> [Data extract]

_ _ _ _ _ _ _

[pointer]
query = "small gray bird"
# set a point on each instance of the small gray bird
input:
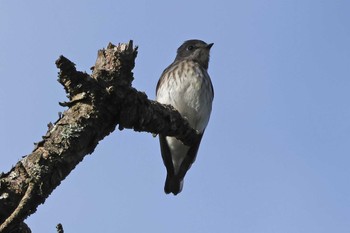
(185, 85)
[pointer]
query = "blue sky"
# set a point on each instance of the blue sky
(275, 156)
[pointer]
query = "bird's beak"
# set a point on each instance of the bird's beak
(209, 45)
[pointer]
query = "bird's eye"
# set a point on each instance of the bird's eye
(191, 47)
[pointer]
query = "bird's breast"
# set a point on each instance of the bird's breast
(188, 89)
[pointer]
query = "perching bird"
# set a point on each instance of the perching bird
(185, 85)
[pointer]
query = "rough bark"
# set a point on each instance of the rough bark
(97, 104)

_ _ _ _ _ _ _

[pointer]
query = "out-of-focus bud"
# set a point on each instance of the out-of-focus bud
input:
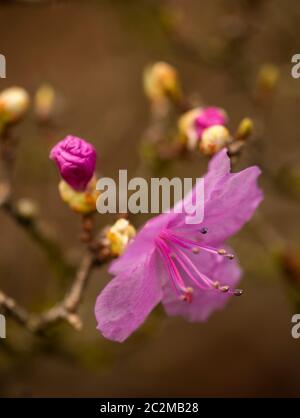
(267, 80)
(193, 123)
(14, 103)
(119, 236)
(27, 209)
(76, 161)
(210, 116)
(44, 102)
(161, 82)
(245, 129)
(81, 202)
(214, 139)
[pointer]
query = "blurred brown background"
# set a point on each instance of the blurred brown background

_ _ _ _ _ _ _

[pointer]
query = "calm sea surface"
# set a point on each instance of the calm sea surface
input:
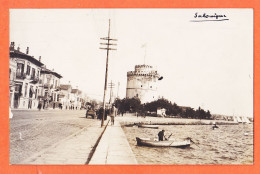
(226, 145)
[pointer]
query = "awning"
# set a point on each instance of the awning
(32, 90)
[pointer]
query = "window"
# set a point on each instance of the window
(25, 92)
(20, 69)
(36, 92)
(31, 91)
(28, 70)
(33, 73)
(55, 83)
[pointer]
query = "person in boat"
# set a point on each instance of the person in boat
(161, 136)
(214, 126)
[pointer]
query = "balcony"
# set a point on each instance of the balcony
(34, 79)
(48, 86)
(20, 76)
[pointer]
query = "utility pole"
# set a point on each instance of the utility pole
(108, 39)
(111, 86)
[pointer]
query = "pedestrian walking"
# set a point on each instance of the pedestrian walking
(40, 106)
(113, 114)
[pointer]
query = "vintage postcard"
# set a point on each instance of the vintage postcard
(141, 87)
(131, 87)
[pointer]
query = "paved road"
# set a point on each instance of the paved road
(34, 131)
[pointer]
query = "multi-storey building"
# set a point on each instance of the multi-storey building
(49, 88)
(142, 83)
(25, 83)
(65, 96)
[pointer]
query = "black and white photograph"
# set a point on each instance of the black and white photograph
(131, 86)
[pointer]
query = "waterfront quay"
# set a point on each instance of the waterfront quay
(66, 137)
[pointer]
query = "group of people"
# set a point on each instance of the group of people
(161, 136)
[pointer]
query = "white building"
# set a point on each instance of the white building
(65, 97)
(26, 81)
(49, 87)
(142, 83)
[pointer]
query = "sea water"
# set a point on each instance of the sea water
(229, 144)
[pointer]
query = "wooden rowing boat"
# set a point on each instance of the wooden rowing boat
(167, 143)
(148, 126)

_ _ _ _ _ _ _

Report how many lines of the material above contain the string "white", with uppercase and lowercase letters counted as different. Give only the number.

> [Full answer]
4